## Supplied text:
━━━━━━

# Reviews



## Brangdon (Feb 9, 2001)

Pocket-Lint review VM TiVo here.

They like it. It's a sympathetic review that hardly mentions teething problems.


----------



## louis wu (Dec 12, 2010)

Good review. I think they do have a point that bugs are to be expected this early in the roll out. Lets hope they get fixed soon. 
I just wish they would call me. I'm still waiting to get mine.


----------



## The Wishlist (Dec 7, 2010)

Telco 2.0 seem to like it too:
http://virgintivo.blogspot.com/2011/03/telco-20-compares-virgin-medias-tivo-to.html


----------



## °Keir° (Feb 25, 2011)

Good stuff, a good read to let people know what Tivo can do as well. :up:


----------



## Major dude (Oct 28, 2002)

Brangdon said:


> Pocket-Lint review VM TiVo here.
> 
> They like it. It's a sympathetic review that hardly mentions teething problems.


And informative, I did not know about the little 'c' meaning available in catchup.


----------



## cwaring (Feb 12, 2002)

^ Someone hasn't RTFM


----------



## kmusgrave (Oct 13, 2000)

cwaring said:


> ^ Someone hasn't RTFM


I don't know about everyone else but I didn't receive a manual with mine. Should I have done?


----------



## jodie98deg (Nov 21, 2003)

^I received a manual with mine kmusgrave.


----------



## cwaring (Feb 12, 2002)

kmusgrave said:


> I don't know about everyone else but I didn't receive a manual with mine. Should I have done?


Yes, you should really. I did. See the "Uselful Links" sticky for PDF versions


----------



## Major dude (Oct 28, 2002)

kmusgrave said:


> I don't know about everyone else but I didn't receive a manual with mine. Should I have done?


I asked but the installer did not have one. So no RFM for me and I will have to find things out for myself or ask you guys.

So while I'm at it if you stop a movie rented on demand part way through, can you come back to it later and watch something else in the meantime?


----------



## cwaring (Feb 12, 2002)

Yes. Movie rentals now last 48 hours. Not sure if it remembers where you were in the movie though as I've never bought one  This is, of course, not strictly Tivo-related


----------

━━━━━━

## Challenge A:
Put the lines of the listing, from the line containing "of the **ground" through the line containing "Target: **ground with leaves**", into a JSON list of strings, one string per line, with blank lines left out.

Dataset entries:
━━━━━━

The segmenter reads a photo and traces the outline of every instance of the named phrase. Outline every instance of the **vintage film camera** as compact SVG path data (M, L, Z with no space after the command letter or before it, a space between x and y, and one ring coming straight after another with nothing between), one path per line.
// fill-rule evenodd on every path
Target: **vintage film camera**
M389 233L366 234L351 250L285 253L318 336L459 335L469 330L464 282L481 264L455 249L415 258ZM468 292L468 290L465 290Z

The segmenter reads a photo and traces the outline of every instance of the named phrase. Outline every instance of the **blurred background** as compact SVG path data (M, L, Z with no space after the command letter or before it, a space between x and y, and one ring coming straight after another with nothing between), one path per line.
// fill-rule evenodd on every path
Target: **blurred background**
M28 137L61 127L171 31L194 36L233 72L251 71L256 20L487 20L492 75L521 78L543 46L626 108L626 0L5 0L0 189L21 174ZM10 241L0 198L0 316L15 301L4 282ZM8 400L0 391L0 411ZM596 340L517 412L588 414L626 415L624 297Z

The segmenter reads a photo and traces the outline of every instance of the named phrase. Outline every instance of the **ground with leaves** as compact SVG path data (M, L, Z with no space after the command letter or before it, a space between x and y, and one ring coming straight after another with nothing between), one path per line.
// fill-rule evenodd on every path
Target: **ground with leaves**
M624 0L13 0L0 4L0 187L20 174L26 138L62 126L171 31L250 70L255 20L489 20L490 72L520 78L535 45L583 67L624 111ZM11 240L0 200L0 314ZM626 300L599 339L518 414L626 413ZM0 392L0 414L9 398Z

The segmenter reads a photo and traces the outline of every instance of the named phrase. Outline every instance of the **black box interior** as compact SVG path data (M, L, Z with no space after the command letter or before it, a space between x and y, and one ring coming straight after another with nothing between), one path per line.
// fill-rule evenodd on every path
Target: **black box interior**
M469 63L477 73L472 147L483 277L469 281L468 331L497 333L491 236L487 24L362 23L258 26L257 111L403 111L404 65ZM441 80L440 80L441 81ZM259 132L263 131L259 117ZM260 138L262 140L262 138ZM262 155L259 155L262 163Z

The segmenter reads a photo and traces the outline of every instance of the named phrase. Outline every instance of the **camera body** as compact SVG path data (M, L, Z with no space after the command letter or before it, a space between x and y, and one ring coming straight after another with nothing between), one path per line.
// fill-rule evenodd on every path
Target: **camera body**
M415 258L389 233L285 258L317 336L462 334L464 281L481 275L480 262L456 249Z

━━━━━━

## Challenge B:
Answer these questions from the forum thread:
(i) What did Major dude learn that the little 'c' means?
(ii) How long do movie rentals now last, according to cwaring?
(iii) What did the installer not have when Major dude asked for it?

## Final result A:
[
  "The segmenter reads a photo and traces the outline of every instance of the named phrase. Outline every instance of the **ground with leaves** as compact SVG path data (M, L, Z with no space after the command letter or before it, a space between x and y, and one ring coming straight after another with nothing between), one path per line.",
  "// fill-rule evenodd on every path",
  "Target: **ground with leaves**"
]

## Final result B:
(i) Available in catchup.
(ii) 48 hours.
(iii) A manual.